# START OF SUPPLIED DATA

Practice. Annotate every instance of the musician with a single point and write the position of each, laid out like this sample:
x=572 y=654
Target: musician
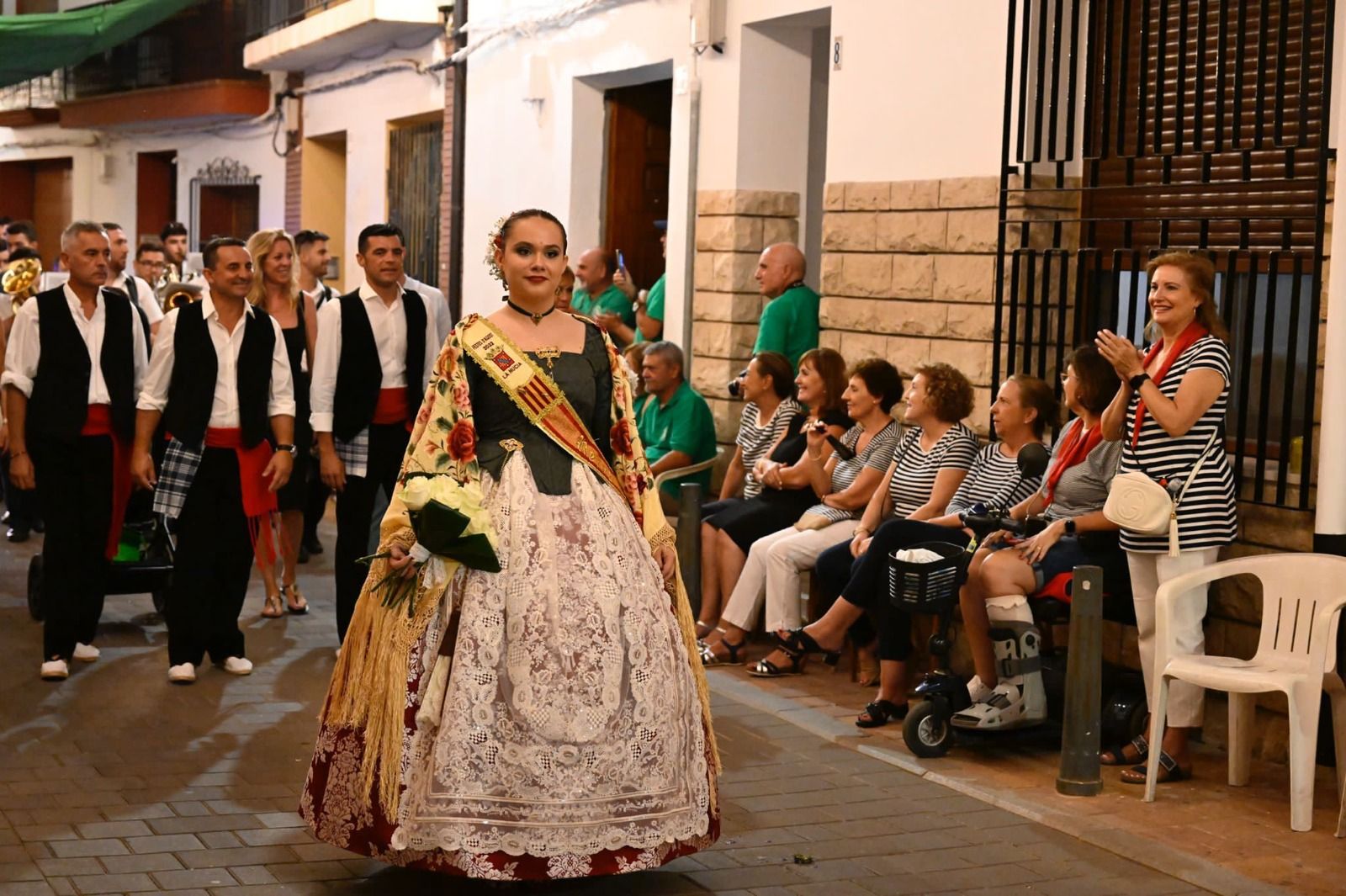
x=376 y=352
x=220 y=399
x=76 y=362
x=140 y=294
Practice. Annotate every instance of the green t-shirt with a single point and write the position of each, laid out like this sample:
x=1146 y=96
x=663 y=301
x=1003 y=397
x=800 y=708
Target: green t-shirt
x=653 y=305
x=789 y=323
x=612 y=300
x=683 y=424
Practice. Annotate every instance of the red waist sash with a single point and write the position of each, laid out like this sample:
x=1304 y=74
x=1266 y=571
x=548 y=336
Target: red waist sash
x=394 y=408
x=259 y=500
x=98 y=422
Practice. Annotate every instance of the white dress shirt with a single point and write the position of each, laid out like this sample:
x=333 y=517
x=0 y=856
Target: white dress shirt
x=26 y=347
x=145 y=296
x=437 y=305
x=389 y=326
x=224 y=411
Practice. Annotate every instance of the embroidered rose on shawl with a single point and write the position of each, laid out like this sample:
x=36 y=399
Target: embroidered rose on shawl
x=462 y=442
x=621 y=436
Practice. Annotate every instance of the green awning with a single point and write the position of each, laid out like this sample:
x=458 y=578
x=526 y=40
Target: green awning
x=37 y=45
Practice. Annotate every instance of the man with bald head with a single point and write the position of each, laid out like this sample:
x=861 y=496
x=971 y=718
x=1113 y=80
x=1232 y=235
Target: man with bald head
x=594 y=289
x=789 y=321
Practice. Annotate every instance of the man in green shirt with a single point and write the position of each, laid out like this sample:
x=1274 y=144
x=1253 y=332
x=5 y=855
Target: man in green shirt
x=789 y=323
x=594 y=291
x=649 y=305
x=675 y=421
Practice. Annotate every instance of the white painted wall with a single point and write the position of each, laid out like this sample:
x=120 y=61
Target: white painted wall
x=363 y=110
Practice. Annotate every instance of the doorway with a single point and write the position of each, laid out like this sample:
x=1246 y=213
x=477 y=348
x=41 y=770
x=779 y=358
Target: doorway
x=636 y=188
x=322 y=201
x=40 y=191
x=156 y=193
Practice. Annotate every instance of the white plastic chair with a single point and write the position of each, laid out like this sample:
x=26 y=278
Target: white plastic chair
x=1296 y=654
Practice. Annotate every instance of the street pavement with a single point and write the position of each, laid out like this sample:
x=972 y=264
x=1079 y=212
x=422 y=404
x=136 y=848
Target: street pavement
x=118 y=782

# END OF SUPPLIED DATA

◆ **THE REQUEST**:
Copy the whole listing above word for word, leaving out the pictures.

◆ **WRITTEN SOLUTION**:
Practice. Annotate every instance of the musician with a single point and write the position of each, laid out like this sample:
x=572 y=654
Target: musician
x=376 y=352
x=220 y=399
x=76 y=362
x=140 y=294
Practice. Annotate every instance of the green t-shirt with a single point and write the position of each, laid out like this sample:
x=1146 y=96
x=663 y=301
x=1003 y=397
x=800 y=708
Target: green t-shirt
x=653 y=305
x=789 y=323
x=612 y=300
x=683 y=424
Practice. Annotate every instance of the red waist sash with a single point and write the position of each, laid out like this sample:
x=1304 y=74
x=1266 y=571
x=548 y=336
Target: red waist sash
x=394 y=408
x=259 y=500
x=98 y=422
Practice. Annotate every instance of the white dress shirt with a single point and write the position of each, laid out like this sample:
x=333 y=517
x=0 y=856
Target: white dress shirt
x=26 y=347
x=145 y=296
x=437 y=305
x=389 y=326
x=224 y=411
Practice. Annotate every instance of the embroidered rose on shawl with a single point and write the position of each, laid out like this sample:
x=36 y=399
Target: embroidered rose on shawl
x=462 y=442
x=621 y=436
Practice. Annotate every instance of the green awning with a single point and write the position of each, laid out like this sample:
x=458 y=578
x=526 y=40
Target: green awning
x=37 y=45
Practice. Annotate every instance of the man with bald head with a single point and write the position of each, laid out like this sample:
x=861 y=496
x=971 y=718
x=1113 y=80
x=1232 y=235
Target: man with bald head
x=594 y=289
x=789 y=321
Practice. Annotate every instance of the man in green shirt with a single point and write the position of each, laid out like this sample:
x=1274 y=144
x=1253 y=332
x=5 y=855
Target: man in green shirt
x=789 y=323
x=594 y=291
x=649 y=305
x=675 y=421
Practice. Annotate every instance of the white painted wall with a single point and write the position of each, laid out like this sample:
x=120 y=61
Target: white painted wall
x=363 y=110
Practice. Annotate every instance of the doorway with a single point and write the position of each, laid out like this sample:
x=1246 y=213
x=477 y=348
x=41 y=770
x=779 y=358
Target: doorway
x=636 y=188
x=322 y=201
x=40 y=191
x=156 y=193
Practice. Annotate every instance of the white plastic chair with a single point and write the position of each, laid out like this sample:
x=26 y=278
Target: white plastic chair
x=1296 y=654
Practice. Annotate every instance of the street pavement with a single point and write the position of each, laid out like this sample:
x=972 y=264
x=1079 y=212
x=422 y=404
x=136 y=848
Target: street pavement
x=118 y=782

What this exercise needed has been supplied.